====== Material ======

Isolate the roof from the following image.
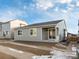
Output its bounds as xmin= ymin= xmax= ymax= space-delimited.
xmin=16 ymin=20 xmax=63 ymax=29
xmin=28 ymin=20 xmax=63 ymax=26
xmin=68 ymin=33 xmax=77 ymax=36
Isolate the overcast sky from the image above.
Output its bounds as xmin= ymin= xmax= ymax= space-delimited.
xmin=0 ymin=0 xmax=79 ymax=34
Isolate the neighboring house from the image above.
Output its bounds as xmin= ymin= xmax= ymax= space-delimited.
xmin=67 ymin=33 xmax=78 ymax=42
xmin=0 ymin=19 xmax=27 ymax=38
xmin=14 ymin=20 xmax=67 ymax=42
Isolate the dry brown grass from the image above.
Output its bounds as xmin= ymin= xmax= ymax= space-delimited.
xmin=0 ymin=52 xmax=16 ymax=59
xmin=0 ymin=43 xmax=50 ymax=55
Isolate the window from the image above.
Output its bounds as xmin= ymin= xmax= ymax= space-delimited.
xmin=49 ymin=28 xmax=56 ymax=39
xmin=30 ymin=28 xmax=37 ymax=36
xmin=18 ymin=30 xmax=22 ymax=35
xmin=57 ymin=27 xmax=59 ymax=35
xmin=6 ymin=31 xmax=9 ymax=34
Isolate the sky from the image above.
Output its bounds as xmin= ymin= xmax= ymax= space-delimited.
xmin=0 ymin=0 xmax=79 ymax=34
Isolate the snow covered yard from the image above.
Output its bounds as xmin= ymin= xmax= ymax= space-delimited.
xmin=32 ymin=50 xmax=76 ymax=59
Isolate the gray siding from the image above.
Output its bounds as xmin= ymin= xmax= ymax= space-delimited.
xmin=14 ymin=28 xmax=42 ymax=41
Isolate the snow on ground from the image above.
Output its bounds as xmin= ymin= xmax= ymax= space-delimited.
xmin=33 ymin=50 xmax=76 ymax=59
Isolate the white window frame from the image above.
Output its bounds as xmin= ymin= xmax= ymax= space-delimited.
xmin=29 ymin=28 xmax=37 ymax=37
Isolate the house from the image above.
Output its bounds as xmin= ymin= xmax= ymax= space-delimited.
xmin=14 ymin=20 xmax=67 ymax=42
xmin=67 ymin=33 xmax=78 ymax=42
xmin=0 ymin=19 xmax=27 ymax=38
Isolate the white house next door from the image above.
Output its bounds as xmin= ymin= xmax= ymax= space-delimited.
xmin=48 ymin=28 xmax=56 ymax=40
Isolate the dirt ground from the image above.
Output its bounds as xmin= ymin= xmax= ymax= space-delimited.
xmin=0 ymin=43 xmax=50 ymax=55
xmin=0 ymin=52 xmax=16 ymax=59
xmin=15 ymin=41 xmax=66 ymax=49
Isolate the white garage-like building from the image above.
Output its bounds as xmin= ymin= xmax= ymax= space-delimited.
xmin=14 ymin=20 xmax=67 ymax=42
xmin=0 ymin=19 xmax=27 ymax=39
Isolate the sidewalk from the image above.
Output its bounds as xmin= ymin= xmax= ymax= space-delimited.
xmin=0 ymin=46 xmax=34 ymax=59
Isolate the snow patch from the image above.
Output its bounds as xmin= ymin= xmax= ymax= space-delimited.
xmin=8 ymin=48 xmax=24 ymax=53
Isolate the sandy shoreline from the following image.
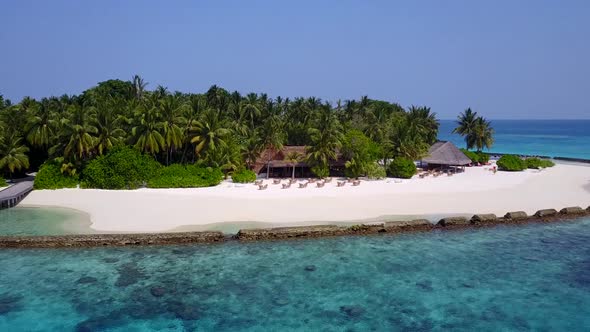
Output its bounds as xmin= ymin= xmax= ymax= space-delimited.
xmin=21 ymin=164 xmax=590 ymax=232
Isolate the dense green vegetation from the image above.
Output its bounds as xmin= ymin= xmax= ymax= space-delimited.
xmin=496 ymin=155 xmax=527 ymax=172
xmin=0 ymin=76 xmax=439 ymax=184
xmin=33 ymin=162 xmax=80 ymax=189
xmin=388 ymin=157 xmax=417 ymax=179
xmin=526 ymin=158 xmax=555 ymax=169
xmin=147 ymin=164 xmax=223 ymax=188
xmin=231 ymin=169 xmax=256 ymax=183
xmin=461 ymin=149 xmax=490 ymax=164
xmin=81 ymin=146 xmax=161 ymax=189
xmin=453 ymin=108 xmax=494 ymax=151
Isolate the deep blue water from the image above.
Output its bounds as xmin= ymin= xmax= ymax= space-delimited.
xmin=439 ymin=120 xmax=590 ymax=159
xmin=0 ymin=219 xmax=590 ymax=331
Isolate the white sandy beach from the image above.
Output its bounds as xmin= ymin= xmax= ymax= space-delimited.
xmin=21 ymin=164 xmax=590 ymax=232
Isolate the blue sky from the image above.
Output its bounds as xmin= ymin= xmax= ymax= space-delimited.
xmin=0 ymin=0 xmax=590 ymax=119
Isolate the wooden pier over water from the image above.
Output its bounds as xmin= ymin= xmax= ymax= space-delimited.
xmin=0 ymin=181 xmax=33 ymax=210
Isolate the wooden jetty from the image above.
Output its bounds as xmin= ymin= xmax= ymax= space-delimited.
xmin=0 ymin=181 xmax=33 ymax=210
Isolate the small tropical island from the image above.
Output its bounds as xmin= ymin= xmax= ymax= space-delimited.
xmin=0 ymin=76 xmax=590 ymax=232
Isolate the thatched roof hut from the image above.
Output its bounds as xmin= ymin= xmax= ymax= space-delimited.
xmin=422 ymin=141 xmax=471 ymax=166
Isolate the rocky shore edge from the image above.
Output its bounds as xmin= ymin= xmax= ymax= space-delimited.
xmin=0 ymin=206 xmax=590 ymax=248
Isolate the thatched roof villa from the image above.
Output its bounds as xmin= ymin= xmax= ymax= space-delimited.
xmin=422 ymin=141 xmax=471 ymax=167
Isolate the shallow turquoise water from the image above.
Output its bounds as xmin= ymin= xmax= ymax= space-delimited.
xmin=0 ymin=206 xmax=96 ymax=236
xmin=0 ymin=219 xmax=590 ymax=331
xmin=439 ymin=120 xmax=590 ymax=159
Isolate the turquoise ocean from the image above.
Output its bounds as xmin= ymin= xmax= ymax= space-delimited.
xmin=438 ymin=120 xmax=590 ymax=159
xmin=0 ymin=120 xmax=590 ymax=331
xmin=0 ymin=219 xmax=590 ymax=331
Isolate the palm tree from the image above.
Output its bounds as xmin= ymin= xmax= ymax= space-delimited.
xmin=260 ymin=102 xmax=285 ymax=179
xmin=307 ymin=104 xmax=342 ymax=178
xmin=62 ymin=105 xmax=97 ymax=160
xmin=285 ymin=151 xmax=303 ymax=179
xmin=471 ymin=117 xmax=494 ymax=152
xmin=133 ymin=75 xmax=147 ymax=100
xmin=453 ymin=108 xmax=477 ymax=149
xmin=90 ymin=99 xmax=125 ymax=155
xmin=408 ymin=106 xmax=440 ymax=144
xmin=241 ymin=129 xmax=264 ymax=169
xmin=160 ymin=95 xmax=186 ymax=165
xmin=0 ymin=136 xmax=29 ymax=180
xmin=131 ymin=101 xmax=166 ymax=156
xmin=389 ymin=115 xmax=430 ymax=160
xmin=191 ymin=109 xmax=230 ymax=161
xmin=242 ymin=93 xmax=262 ymax=128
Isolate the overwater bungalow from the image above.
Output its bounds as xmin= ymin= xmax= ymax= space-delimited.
xmin=253 ymin=145 xmax=346 ymax=178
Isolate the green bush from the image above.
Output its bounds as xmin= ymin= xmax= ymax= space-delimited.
xmin=475 ymin=152 xmax=490 ymax=164
xmin=33 ymin=162 xmax=79 ymax=189
xmin=388 ymin=157 xmax=417 ymax=179
xmin=147 ymin=164 xmax=223 ymax=188
xmin=231 ymin=169 xmax=256 ymax=183
xmin=526 ymin=158 xmax=555 ymax=169
xmin=496 ymin=155 xmax=527 ymax=172
xmin=367 ymin=163 xmax=387 ymax=180
xmin=81 ymin=147 xmax=161 ymax=189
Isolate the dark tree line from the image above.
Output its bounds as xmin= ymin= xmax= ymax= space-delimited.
xmin=0 ymin=76 xmax=439 ymax=176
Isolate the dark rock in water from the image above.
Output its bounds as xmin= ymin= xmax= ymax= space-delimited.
xmin=471 ymin=213 xmax=498 ymax=224
xmin=437 ymin=217 xmax=470 ymax=227
xmin=214 ymin=317 xmax=256 ymax=331
xmin=504 ymin=211 xmax=529 ymax=220
xmin=174 ymin=304 xmax=201 ymax=320
xmin=121 ymin=303 xmax=165 ymax=319
xmin=115 ymin=263 xmax=145 ymax=287
xmin=272 ymin=296 xmax=289 ymax=306
xmin=535 ymin=209 xmax=557 ymax=218
xmin=416 ymin=280 xmax=433 ymax=292
xmin=76 ymin=277 xmax=98 ymax=284
xmin=340 ymin=305 xmax=365 ymax=318
xmin=150 ymin=286 xmax=166 ymax=297
xmin=76 ymin=313 xmax=120 ymax=332
xmin=0 ymin=294 xmax=22 ymax=315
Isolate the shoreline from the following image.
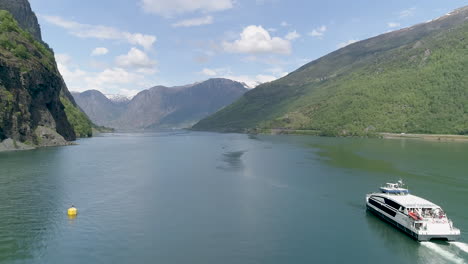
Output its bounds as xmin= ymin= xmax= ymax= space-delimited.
xmin=379 ymin=133 xmax=468 ymax=142
xmin=245 ymin=128 xmax=468 ymax=142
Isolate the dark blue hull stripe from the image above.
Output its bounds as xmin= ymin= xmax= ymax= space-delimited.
xmin=367 ymin=205 xmax=419 ymax=241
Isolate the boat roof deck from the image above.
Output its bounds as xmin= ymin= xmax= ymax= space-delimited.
xmin=380 ymin=193 xmax=439 ymax=208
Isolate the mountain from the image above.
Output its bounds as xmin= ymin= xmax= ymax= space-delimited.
xmin=72 ymin=90 xmax=128 ymax=125
xmin=0 ymin=0 xmax=91 ymax=149
xmin=73 ymin=79 xmax=247 ymax=130
xmin=194 ymin=7 xmax=468 ymax=136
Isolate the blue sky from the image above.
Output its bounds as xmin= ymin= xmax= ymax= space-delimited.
xmin=30 ymin=0 xmax=468 ymax=95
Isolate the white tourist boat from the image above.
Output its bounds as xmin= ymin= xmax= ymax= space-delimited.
xmin=366 ymin=180 xmax=460 ymax=241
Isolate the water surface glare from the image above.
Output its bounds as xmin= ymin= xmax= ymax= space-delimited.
xmin=0 ymin=131 xmax=468 ymax=264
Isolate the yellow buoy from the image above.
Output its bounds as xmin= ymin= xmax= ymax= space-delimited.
xmin=68 ymin=205 xmax=78 ymax=216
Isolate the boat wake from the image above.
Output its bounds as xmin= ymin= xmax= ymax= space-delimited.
xmin=421 ymin=242 xmax=466 ymax=264
xmin=450 ymin=242 xmax=468 ymax=253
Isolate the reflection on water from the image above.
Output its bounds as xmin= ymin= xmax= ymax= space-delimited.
xmin=0 ymin=132 xmax=468 ymax=264
xmin=218 ymin=150 xmax=247 ymax=170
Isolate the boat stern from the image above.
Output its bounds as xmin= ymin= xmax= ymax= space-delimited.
xmin=417 ymin=225 xmax=460 ymax=241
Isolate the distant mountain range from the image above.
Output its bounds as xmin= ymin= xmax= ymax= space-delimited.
xmin=72 ymin=79 xmax=247 ymax=130
xmin=194 ymin=7 xmax=468 ymax=136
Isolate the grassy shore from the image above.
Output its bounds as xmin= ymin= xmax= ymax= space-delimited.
xmin=380 ymin=133 xmax=468 ymax=142
xmin=245 ymin=128 xmax=468 ymax=142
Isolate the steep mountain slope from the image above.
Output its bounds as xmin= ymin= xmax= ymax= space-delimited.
xmin=72 ymin=90 xmax=128 ymax=125
xmin=194 ymin=7 xmax=468 ymax=135
xmin=73 ymin=79 xmax=247 ymax=129
xmin=0 ymin=0 xmax=91 ymax=148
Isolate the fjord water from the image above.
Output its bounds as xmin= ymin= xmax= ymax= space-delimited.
xmin=0 ymin=131 xmax=468 ymax=263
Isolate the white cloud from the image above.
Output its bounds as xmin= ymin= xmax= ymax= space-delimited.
xmin=337 ymin=39 xmax=359 ymax=49
xmin=399 ymin=7 xmax=416 ymax=18
xmin=140 ymin=0 xmax=234 ymax=17
xmin=221 ymin=74 xmax=278 ymax=89
xmin=55 ymin=54 xmax=155 ymax=96
xmin=223 ymin=25 xmax=291 ymax=54
xmin=387 ymin=22 xmax=400 ymax=28
xmin=115 ymin=48 xmax=156 ymax=70
xmin=309 ymin=26 xmax=327 ymax=38
xmin=55 ymin=54 xmax=86 ymax=91
xmin=91 ymin=47 xmax=109 ymax=56
xmin=42 ymin=16 xmax=156 ymax=49
xmin=172 ymin=16 xmax=213 ymax=27
xmin=284 ymin=30 xmax=301 ymax=40
xmin=201 ymin=68 xmax=218 ymax=76
xmin=196 ymin=67 xmax=287 ymax=88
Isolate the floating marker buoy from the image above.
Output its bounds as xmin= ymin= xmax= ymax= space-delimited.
xmin=68 ymin=205 xmax=78 ymax=216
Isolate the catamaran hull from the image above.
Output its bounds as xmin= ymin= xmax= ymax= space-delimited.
xmin=367 ymin=204 xmax=460 ymax=241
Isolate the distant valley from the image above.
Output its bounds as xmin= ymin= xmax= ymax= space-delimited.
xmin=194 ymin=7 xmax=468 ymax=136
xmin=72 ymin=78 xmax=247 ymax=130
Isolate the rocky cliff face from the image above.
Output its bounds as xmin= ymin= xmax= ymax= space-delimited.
xmin=0 ymin=4 xmax=76 ymax=150
xmin=73 ymin=79 xmax=247 ymax=130
xmin=0 ymin=0 xmax=42 ymax=41
xmin=72 ymin=90 xmax=128 ymax=125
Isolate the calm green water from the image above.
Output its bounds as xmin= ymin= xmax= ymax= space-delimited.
xmin=0 ymin=132 xmax=468 ymax=264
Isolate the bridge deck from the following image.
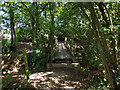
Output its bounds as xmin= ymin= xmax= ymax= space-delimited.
xmin=54 ymin=43 xmax=72 ymax=60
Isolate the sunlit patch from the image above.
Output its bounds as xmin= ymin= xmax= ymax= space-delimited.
xmin=64 ymin=86 xmax=74 ymax=90
xmin=30 ymin=72 xmax=53 ymax=81
xmin=12 ymin=67 xmax=18 ymax=74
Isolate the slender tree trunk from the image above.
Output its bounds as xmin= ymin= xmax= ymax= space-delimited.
xmin=118 ymin=27 xmax=120 ymax=75
xmin=10 ymin=3 xmax=16 ymax=51
xmin=10 ymin=6 xmax=14 ymax=46
xmin=88 ymin=3 xmax=115 ymax=88
xmin=48 ymin=2 xmax=55 ymax=62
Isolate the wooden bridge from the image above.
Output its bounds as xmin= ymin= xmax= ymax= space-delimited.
xmin=53 ymin=42 xmax=73 ymax=63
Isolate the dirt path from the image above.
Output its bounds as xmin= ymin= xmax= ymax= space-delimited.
xmin=55 ymin=43 xmax=72 ymax=59
xmin=30 ymin=64 xmax=95 ymax=90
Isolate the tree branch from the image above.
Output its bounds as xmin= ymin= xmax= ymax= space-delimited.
xmin=21 ymin=2 xmax=35 ymax=21
xmin=35 ymin=3 xmax=48 ymax=16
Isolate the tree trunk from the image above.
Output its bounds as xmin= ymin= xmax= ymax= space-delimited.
xmin=10 ymin=4 xmax=16 ymax=51
xmin=10 ymin=6 xmax=14 ymax=46
xmin=88 ymin=3 xmax=115 ymax=88
xmin=48 ymin=2 xmax=55 ymax=62
xmin=118 ymin=27 xmax=120 ymax=75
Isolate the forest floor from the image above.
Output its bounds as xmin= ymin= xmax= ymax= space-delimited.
xmin=2 ymin=42 xmax=104 ymax=90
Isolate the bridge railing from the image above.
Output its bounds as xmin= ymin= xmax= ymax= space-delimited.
xmin=65 ymin=38 xmax=82 ymax=62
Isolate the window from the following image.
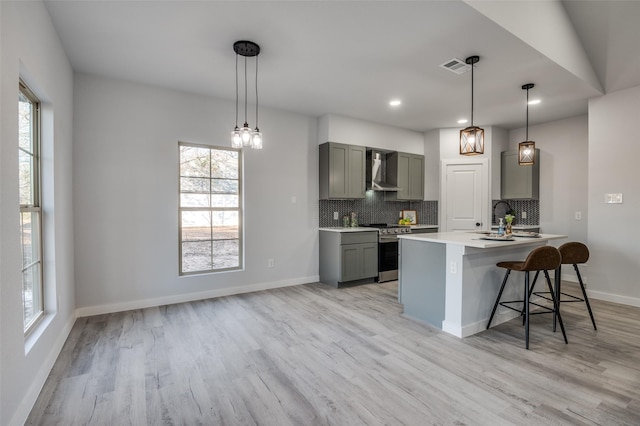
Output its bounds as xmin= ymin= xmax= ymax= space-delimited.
xmin=178 ymin=142 xmax=243 ymax=275
xmin=18 ymin=81 xmax=44 ymax=333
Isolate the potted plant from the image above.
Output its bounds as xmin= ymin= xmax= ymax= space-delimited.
xmin=504 ymin=210 xmax=516 ymax=235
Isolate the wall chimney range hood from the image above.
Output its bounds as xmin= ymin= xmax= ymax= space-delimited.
xmin=366 ymin=149 xmax=401 ymax=191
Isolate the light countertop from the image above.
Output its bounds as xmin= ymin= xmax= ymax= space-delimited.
xmin=398 ymin=231 xmax=567 ymax=248
xmin=491 ymin=225 xmax=540 ymax=231
xmin=320 ymin=225 xmax=438 ymax=232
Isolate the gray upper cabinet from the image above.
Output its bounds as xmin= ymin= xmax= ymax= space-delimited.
xmin=319 ymin=142 xmax=366 ymax=200
xmin=500 ymin=149 xmax=540 ymax=200
xmin=385 ymin=152 xmax=424 ymax=201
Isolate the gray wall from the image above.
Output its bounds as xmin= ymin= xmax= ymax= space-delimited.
xmin=0 ymin=1 xmax=75 ymax=425
xmin=509 ymin=115 xmax=589 ymax=246
xmin=588 ymin=86 xmax=640 ymax=306
xmin=74 ymin=75 xmax=318 ymax=315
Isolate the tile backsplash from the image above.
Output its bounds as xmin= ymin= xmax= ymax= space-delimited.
xmin=319 ymin=191 xmax=438 ymax=228
xmin=491 ymin=200 xmax=540 ymax=225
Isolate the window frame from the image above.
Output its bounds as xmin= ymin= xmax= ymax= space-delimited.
xmin=178 ymin=141 xmax=244 ymax=276
xmin=18 ymin=79 xmax=45 ymax=336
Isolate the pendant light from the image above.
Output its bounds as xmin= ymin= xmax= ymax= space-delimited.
xmin=231 ymin=40 xmax=262 ymax=149
xmin=460 ymin=56 xmax=484 ymax=155
xmin=518 ymin=83 xmax=536 ymax=166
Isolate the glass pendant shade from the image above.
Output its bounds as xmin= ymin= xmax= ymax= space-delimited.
xmin=231 ymin=126 xmax=242 ymax=149
xmin=251 ymin=127 xmax=262 ymax=149
xmin=518 ymin=83 xmax=536 ymax=166
xmin=240 ymin=123 xmax=251 ymax=146
xmin=460 ymin=126 xmax=484 ymax=155
xmin=231 ymin=40 xmax=262 ymax=149
xmin=518 ymin=141 xmax=536 ymax=166
xmin=460 ymin=56 xmax=484 ymax=155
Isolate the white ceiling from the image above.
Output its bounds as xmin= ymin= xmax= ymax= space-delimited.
xmin=46 ymin=0 xmax=640 ymax=131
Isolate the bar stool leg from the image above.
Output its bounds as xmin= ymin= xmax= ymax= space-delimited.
xmin=545 ymin=269 xmax=569 ymax=343
xmin=524 ymin=271 xmax=529 ymax=349
xmin=487 ymin=269 xmax=511 ymax=330
xmin=573 ymin=263 xmax=598 ymax=330
xmin=520 ymin=271 xmax=540 ymax=325
xmin=549 ymin=265 xmax=562 ymax=333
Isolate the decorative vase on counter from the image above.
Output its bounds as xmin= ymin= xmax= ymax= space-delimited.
xmin=504 ymin=222 xmax=513 ymax=237
xmin=351 ymin=212 xmax=358 ymax=228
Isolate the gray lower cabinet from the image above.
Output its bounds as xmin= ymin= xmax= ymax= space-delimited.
xmin=500 ymin=149 xmax=540 ymax=200
xmin=319 ymin=142 xmax=366 ymax=200
xmin=411 ymin=228 xmax=438 ymax=234
xmin=320 ymin=230 xmax=378 ymax=287
xmin=385 ymin=152 xmax=424 ymax=201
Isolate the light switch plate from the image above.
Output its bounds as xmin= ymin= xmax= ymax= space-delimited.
xmin=604 ymin=194 xmax=622 ymax=204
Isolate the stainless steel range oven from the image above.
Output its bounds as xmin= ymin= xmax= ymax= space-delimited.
xmin=363 ymin=223 xmax=411 ymax=282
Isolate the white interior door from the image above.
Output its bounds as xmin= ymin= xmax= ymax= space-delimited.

======

== Problem ==
Put the lines of the items above into a numbered list, starting with the first line and going on through the line with "xmin=68 ymin=33 xmax=77 ymax=36", both included. Leave out blank lines and pictures.

== Answer to the problem ==
1. Isolate the roof from the following image.
2. Output its bounds as xmin= ymin= xmax= ymax= space-delimited.
3. xmin=16 ymin=20 xmax=63 ymax=29
4. xmin=28 ymin=20 xmax=63 ymax=26
5. xmin=68 ymin=33 xmax=77 ymax=36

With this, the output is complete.